__TASK INSTRUCTIONS__: Reproduce all entries precisely, down to the last character.

=== DATASET ===

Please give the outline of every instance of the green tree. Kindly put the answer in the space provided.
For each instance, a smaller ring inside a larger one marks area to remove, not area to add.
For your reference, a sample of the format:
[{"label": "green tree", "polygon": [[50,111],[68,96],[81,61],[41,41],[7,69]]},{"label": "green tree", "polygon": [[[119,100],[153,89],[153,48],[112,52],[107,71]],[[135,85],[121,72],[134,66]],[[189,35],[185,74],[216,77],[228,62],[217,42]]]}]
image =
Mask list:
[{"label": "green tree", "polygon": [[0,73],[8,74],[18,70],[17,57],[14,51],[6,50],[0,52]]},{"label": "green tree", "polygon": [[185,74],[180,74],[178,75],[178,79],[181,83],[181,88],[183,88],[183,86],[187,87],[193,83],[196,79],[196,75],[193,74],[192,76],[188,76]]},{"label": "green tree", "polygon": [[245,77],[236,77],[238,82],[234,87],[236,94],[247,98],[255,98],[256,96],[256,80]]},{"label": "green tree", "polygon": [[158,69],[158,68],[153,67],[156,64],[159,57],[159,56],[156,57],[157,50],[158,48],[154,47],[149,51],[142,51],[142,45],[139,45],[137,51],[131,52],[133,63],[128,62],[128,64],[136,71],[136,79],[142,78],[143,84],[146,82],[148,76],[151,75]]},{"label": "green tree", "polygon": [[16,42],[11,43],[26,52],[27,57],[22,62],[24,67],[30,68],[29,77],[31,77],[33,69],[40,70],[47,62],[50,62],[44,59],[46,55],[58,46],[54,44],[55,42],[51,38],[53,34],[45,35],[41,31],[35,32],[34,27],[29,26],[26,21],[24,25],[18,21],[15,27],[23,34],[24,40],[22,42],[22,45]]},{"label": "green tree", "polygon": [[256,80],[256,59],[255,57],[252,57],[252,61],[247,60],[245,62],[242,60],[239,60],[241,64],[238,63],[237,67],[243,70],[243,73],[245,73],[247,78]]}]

===

__REPLY TO THE TASK__:
Please give the outline of every instance of the green tree. Kindly put the answer in the space provided.
For each instance, a smaller ring inside a larger one marks area to remove, not area to add.
For your reference, a sample of the format:
[{"label": "green tree", "polygon": [[50,111],[68,96],[81,61],[41,41],[7,69]]},{"label": "green tree", "polygon": [[[119,100],[153,89],[153,48],[112,52],[107,71]],[[135,85],[121,72],[134,66]],[[189,35],[185,74],[216,77],[228,62],[217,42]]]}]
image =
Mask list:
[{"label": "green tree", "polygon": [[0,73],[8,74],[18,70],[17,57],[14,51],[6,50],[0,52]]},{"label": "green tree", "polygon": [[185,74],[180,74],[178,75],[178,79],[181,83],[181,88],[183,88],[183,86],[187,87],[193,83],[196,79],[196,75],[193,74],[192,76],[188,76]]},{"label": "green tree", "polygon": [[245,77],[236,77],[238,82],[234,87],[236,94],[247,98],[255,98],[256,96],[256,80]]},{"label": "green tree", "polygon": [[158,69],[158,68],[153,67],[156,64],[159,57],[159,56],[156,57],[157,50],[158,48],[154,47],[149,51],[142,51],[142,45],[139,45],[137,51],[131,52],[133,63],[128,62],[128,64],[136,71],[136,79],[142,78],[143,84],[146,82],[148,76],[151,75]]},{"label": "green tree", "polygon": [[16,42],[11,43],[26,52],[27,57],[22,62],[24,67],[30,68],[29,77],[31,77],[33,69],[40,70],[47,62],[50,62],[44,59],[46,55],[58,46],[54,44],[55,42],[51,38],[53,34],[45,35],[41,31],[35,32],[34,27],[29,26],[26,21],[24,25],[18,21],[15,27],[23,34],[24,40],[22,42],[22,45]]},{"label": "green tree", "polygon": [[256,80],[256,59],[255,57],[252,57],[252,61],[247,60],[245,62],[242,60],[239,60],[241,64],[238,63],[237,67],[243,70],[243,73],[245,73],[247,78]]}]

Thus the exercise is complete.